Adani Wilmar Limited IPO- Edible Oil Market
  • The edible oil retail market is estimated to be ~Rs. 1.8 Lakh Cr in FY 2020 and is expected to grow at a CAGR of 6% in the coming 5 years.
  • The share of unbranded play is consistently dropping and is estimated to shrink to ~ 10% by FY 2025.

iii) Branded Edible Oil Market:

Adani Wilmar Limited IPO- Branded Edible Oil Market
  • Adani Wilmar and Ruchi Soya are a few of the largest suppliers of edible oil with outputs of 28 Lakh MT and 14 Lakh MT respectively in FY 2020. Adani Wilmar contributed a share of 12% and Ruchi Soya contributed a share of 6% in the total oil consumption of 2.2 Cr MT in India.
  • Adani Wilmar is the largest player in branded refined soyabean oil having a market share of 28% followed by Ruchi Soya with a share of 11% by value.
  • The branded mustard oil market is led by Adani Wilmar with a share of almost 10% and many other regional brands like Saloni and Bail Kolhu.

iv) Industry Essentials:

Adani Wilmar Limited IPO- Industry Essentials Market
  • India is the largest manufacturer and exporter of castor oil in the world and is responsible for 88% of total global exports.
  • The castor oil production in India is estimated to grow at a CAGR of 7% in the coming 5 years.
  • Oleochemicals are chemicals manufactured through the organic route by using vegetable oils and derivatives
  • The three main product segments of the oleochemical industry i.e. fatty acids, fatty alcohols, and glycerol, have multiple industrial applications.

| Record excerpts |
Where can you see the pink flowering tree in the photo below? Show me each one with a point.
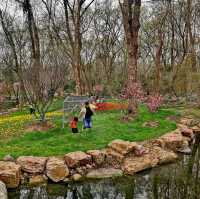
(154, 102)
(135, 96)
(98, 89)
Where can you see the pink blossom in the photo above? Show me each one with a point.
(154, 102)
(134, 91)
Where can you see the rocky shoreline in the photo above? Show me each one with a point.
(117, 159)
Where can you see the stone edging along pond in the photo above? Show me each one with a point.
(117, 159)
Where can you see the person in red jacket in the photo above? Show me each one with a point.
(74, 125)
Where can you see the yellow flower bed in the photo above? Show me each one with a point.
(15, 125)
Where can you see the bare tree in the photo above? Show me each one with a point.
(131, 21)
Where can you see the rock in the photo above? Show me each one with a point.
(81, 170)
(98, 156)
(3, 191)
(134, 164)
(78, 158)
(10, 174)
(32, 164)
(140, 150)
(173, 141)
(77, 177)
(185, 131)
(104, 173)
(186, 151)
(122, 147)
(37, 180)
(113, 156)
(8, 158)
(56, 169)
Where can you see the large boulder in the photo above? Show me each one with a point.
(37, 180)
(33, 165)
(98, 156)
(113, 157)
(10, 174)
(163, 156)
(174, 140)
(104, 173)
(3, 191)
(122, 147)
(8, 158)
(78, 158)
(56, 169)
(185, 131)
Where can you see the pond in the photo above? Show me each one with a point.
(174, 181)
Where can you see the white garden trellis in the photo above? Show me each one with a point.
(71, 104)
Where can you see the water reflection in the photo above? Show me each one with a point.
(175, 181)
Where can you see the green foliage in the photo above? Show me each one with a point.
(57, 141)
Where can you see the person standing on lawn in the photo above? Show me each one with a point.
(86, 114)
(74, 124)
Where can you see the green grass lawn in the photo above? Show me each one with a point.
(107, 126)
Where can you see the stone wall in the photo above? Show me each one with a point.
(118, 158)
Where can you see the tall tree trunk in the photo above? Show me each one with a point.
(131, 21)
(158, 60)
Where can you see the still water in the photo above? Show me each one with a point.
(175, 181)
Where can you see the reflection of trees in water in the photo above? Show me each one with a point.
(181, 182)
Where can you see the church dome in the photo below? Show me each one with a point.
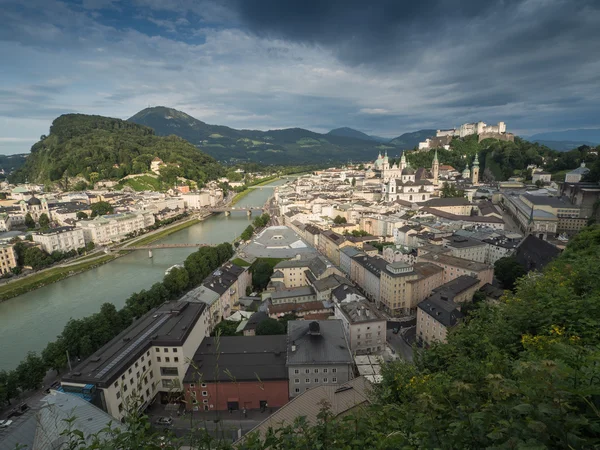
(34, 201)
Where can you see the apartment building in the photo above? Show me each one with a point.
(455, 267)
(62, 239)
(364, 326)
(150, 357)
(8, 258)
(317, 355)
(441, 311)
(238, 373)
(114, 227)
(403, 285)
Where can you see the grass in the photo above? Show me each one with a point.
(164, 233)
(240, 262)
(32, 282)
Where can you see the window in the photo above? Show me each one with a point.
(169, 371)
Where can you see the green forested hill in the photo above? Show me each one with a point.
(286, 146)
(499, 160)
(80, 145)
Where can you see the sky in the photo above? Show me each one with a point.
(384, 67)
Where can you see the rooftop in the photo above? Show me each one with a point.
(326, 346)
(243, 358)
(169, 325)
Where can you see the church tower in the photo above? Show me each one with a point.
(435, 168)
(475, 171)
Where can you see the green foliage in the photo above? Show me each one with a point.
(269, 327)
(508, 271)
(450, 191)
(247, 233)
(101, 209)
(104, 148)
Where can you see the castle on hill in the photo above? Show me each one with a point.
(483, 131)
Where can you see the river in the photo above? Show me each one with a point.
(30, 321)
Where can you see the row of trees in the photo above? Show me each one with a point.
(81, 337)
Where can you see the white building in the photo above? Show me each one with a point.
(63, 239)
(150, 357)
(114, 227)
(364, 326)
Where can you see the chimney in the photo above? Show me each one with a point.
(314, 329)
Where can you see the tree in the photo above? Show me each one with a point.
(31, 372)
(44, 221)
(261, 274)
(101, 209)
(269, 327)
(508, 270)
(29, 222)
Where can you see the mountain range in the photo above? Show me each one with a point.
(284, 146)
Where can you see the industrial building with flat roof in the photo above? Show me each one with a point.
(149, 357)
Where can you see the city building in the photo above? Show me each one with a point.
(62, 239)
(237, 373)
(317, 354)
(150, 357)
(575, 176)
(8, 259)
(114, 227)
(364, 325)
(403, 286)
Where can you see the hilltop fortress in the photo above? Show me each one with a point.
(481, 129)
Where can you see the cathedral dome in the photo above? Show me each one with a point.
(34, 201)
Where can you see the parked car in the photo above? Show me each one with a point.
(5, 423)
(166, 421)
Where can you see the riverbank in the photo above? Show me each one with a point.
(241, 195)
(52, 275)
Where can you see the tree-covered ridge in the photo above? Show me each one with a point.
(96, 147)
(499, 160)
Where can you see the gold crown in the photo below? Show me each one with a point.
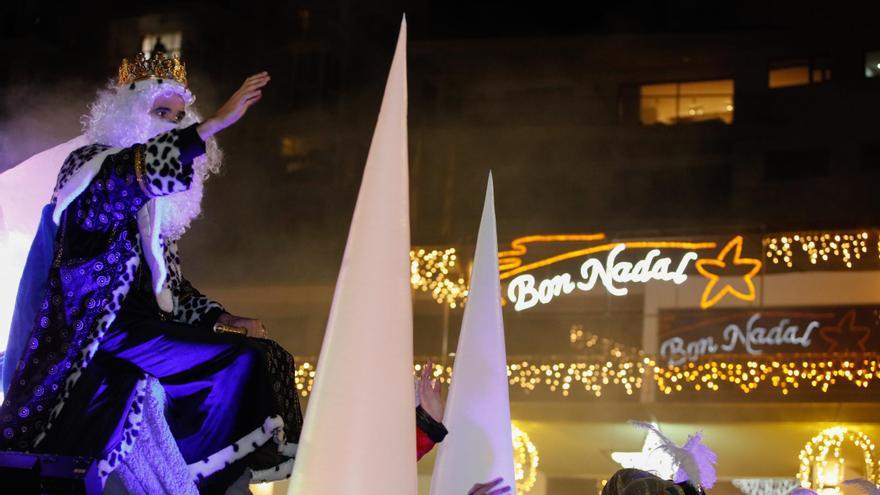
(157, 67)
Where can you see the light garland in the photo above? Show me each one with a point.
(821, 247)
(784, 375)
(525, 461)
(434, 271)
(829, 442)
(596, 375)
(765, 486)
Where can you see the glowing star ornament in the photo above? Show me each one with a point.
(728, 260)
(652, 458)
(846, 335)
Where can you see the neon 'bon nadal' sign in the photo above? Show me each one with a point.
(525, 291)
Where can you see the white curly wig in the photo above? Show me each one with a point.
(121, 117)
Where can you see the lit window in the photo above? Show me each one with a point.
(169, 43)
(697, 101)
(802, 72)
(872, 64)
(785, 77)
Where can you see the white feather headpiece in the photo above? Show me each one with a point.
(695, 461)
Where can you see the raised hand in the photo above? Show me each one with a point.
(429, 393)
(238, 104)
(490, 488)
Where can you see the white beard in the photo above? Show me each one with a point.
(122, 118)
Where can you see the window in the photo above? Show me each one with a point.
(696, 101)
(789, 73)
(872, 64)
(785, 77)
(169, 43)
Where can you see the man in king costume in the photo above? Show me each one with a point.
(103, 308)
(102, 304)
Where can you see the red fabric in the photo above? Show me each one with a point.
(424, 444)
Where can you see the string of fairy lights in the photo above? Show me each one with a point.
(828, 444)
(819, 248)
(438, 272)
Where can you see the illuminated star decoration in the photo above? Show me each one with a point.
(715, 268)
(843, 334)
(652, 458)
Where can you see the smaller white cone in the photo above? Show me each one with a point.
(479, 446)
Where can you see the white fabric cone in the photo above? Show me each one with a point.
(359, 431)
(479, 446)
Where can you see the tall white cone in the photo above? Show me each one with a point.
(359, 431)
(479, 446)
==
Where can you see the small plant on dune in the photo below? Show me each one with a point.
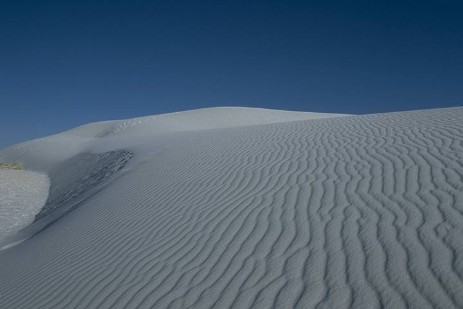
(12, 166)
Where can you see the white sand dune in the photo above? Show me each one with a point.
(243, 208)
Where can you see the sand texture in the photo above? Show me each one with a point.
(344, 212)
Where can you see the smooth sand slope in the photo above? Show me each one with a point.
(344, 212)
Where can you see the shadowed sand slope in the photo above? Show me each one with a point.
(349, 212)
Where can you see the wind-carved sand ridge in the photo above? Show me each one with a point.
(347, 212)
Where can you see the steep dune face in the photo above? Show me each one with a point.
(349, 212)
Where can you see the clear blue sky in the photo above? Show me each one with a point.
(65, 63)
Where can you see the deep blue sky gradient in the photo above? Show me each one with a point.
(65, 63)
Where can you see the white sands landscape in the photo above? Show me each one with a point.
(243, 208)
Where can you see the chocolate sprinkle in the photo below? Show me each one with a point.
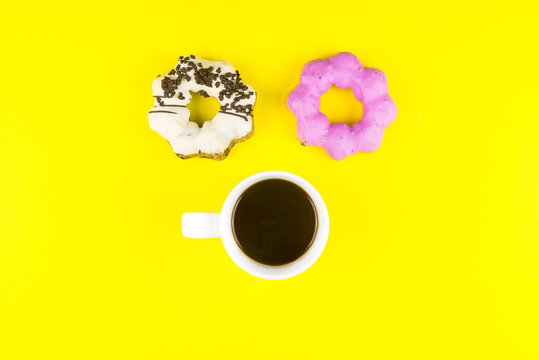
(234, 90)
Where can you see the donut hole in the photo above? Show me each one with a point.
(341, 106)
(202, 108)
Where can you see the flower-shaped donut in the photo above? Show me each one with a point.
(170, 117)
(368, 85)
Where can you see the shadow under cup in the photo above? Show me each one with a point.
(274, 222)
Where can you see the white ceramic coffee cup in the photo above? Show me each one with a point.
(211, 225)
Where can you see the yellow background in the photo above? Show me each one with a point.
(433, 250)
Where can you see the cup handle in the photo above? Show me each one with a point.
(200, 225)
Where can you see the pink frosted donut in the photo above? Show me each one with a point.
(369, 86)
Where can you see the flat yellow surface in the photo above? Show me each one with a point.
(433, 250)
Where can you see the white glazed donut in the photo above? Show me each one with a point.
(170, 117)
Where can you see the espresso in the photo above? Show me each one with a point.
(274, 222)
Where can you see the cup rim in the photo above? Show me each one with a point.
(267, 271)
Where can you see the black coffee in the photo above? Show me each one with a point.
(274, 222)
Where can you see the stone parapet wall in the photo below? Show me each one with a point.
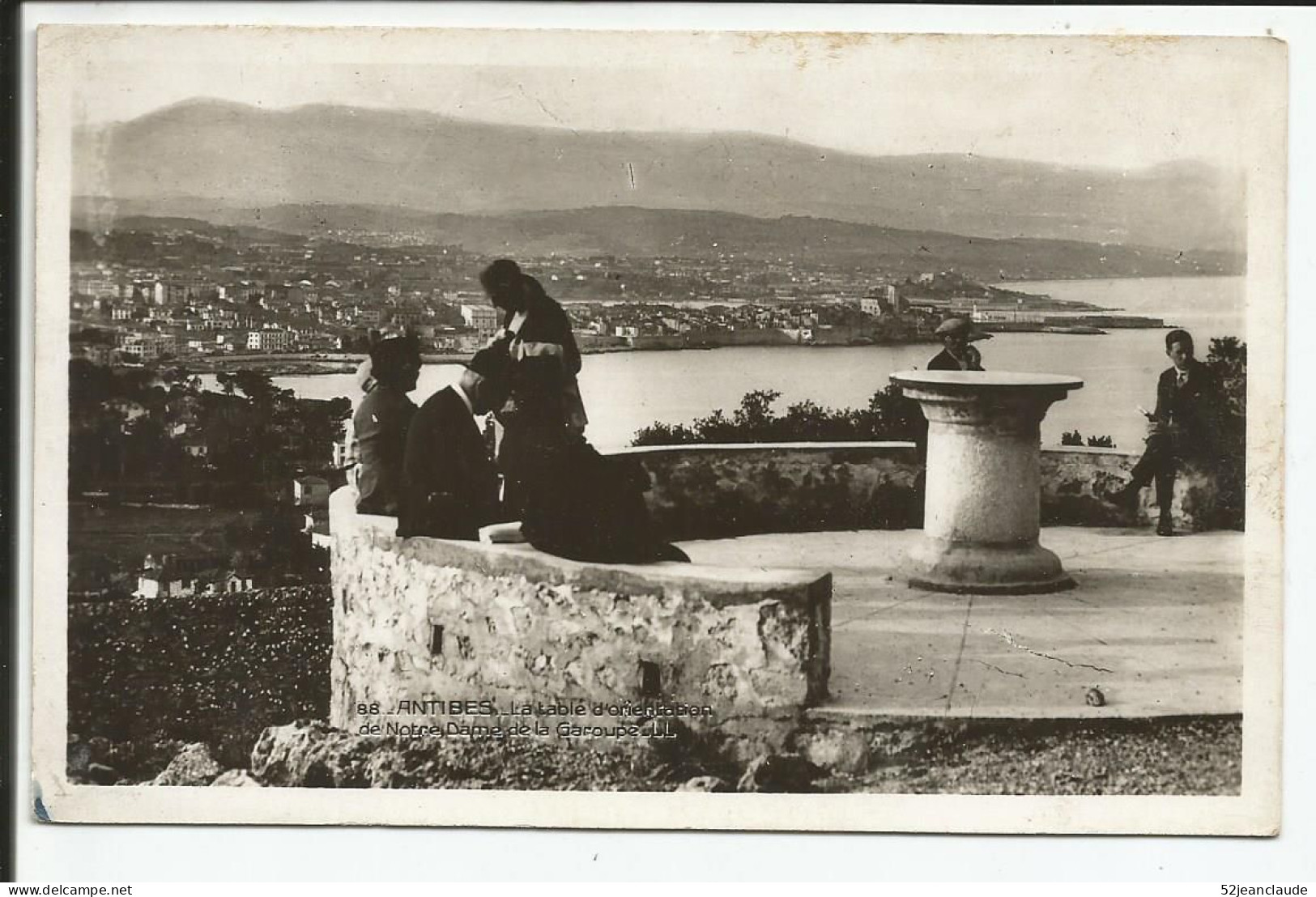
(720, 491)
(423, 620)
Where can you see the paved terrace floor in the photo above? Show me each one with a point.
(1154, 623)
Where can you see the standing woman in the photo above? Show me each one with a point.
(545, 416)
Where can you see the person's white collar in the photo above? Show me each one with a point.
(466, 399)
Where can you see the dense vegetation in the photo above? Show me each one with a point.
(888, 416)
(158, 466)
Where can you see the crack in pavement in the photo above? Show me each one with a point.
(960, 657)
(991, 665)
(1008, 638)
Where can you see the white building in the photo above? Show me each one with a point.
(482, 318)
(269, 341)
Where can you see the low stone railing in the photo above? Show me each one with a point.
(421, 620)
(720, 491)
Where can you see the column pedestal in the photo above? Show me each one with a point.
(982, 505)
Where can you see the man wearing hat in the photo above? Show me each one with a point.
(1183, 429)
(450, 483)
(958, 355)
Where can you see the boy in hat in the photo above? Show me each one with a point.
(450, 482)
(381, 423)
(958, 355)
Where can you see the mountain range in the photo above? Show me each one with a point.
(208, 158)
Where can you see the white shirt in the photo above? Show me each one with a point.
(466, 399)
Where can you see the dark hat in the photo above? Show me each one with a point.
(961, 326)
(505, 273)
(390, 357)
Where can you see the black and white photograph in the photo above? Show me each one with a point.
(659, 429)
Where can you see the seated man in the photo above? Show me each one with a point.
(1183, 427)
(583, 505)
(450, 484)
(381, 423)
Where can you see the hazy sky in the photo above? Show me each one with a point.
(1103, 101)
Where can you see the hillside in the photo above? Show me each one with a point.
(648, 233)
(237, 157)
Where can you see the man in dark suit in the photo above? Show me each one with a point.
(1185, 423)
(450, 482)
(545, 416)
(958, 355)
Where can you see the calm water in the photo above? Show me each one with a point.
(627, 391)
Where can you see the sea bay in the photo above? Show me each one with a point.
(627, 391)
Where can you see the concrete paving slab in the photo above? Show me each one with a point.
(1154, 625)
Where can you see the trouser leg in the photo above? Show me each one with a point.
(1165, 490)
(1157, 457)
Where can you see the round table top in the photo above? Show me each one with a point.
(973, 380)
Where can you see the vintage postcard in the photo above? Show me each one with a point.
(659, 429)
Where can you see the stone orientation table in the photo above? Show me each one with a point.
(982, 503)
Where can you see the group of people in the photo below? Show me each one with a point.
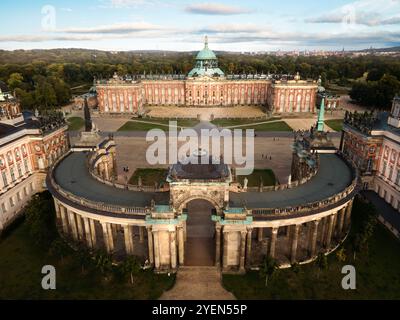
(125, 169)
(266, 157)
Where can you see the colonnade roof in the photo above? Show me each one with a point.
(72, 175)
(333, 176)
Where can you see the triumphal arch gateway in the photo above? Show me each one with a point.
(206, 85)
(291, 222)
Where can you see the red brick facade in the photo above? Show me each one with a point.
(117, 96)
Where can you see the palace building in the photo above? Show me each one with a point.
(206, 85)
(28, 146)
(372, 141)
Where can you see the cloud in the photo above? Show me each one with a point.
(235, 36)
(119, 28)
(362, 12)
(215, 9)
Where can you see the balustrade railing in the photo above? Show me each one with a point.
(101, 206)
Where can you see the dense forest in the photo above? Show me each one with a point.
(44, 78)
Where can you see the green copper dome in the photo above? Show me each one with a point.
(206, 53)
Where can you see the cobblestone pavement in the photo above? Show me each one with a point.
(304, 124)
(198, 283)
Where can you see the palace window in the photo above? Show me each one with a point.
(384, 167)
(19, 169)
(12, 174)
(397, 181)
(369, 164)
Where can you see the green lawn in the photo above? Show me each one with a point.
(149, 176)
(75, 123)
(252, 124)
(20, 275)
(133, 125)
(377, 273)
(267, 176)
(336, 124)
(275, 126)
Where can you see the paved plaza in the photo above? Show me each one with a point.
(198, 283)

| Written instruction 1 |
In the Adani Wilmar passage, what percentage of total global castor oil exports is India responsible for?
| Written instruction 2 |
Echo the Adani Wilmar passage word for word, beginning at the words "Adani Wilmar Limited IPO- Edible" and stopping after "11% by value.".
The items are separate from the Adani Wilmar passage and stand as material of their own.

| Task result 1 |
88%

| Task result 2 |
Adani Wilmar Limited IPO- Edible Oil Market
  • The edible oil retail market is estimated to be ~Rs. 1.8 Lakh Cr in FY 2020 and is expected to grow at a CAGR of 6% in the coming 5 years.
  • The share of unbranded play is consistently dropping and is estimated to shrink to ~ 10% by FY 2025.

iii) Branded Edible Oil Market:

Adani Wilmar Limited IPO- Branded Edible Oil Market
  • Adani Wilmar and Ruchi Soya are a few of the largest suppliers of edible oil with outputs of 28 Lakh MT and 14 Lakh MT respectively in FY 2020. Adani Wilmar contributed a share of 12% and Ruchi Soya contributed a share of 6% in the total oil consumption of 2.2 Cr MT in India.
  • Adani Wilmar is the largest player in branded refined soyabean oil having a market share of 28% followed by Ruchi Soya with a share of 11% by value.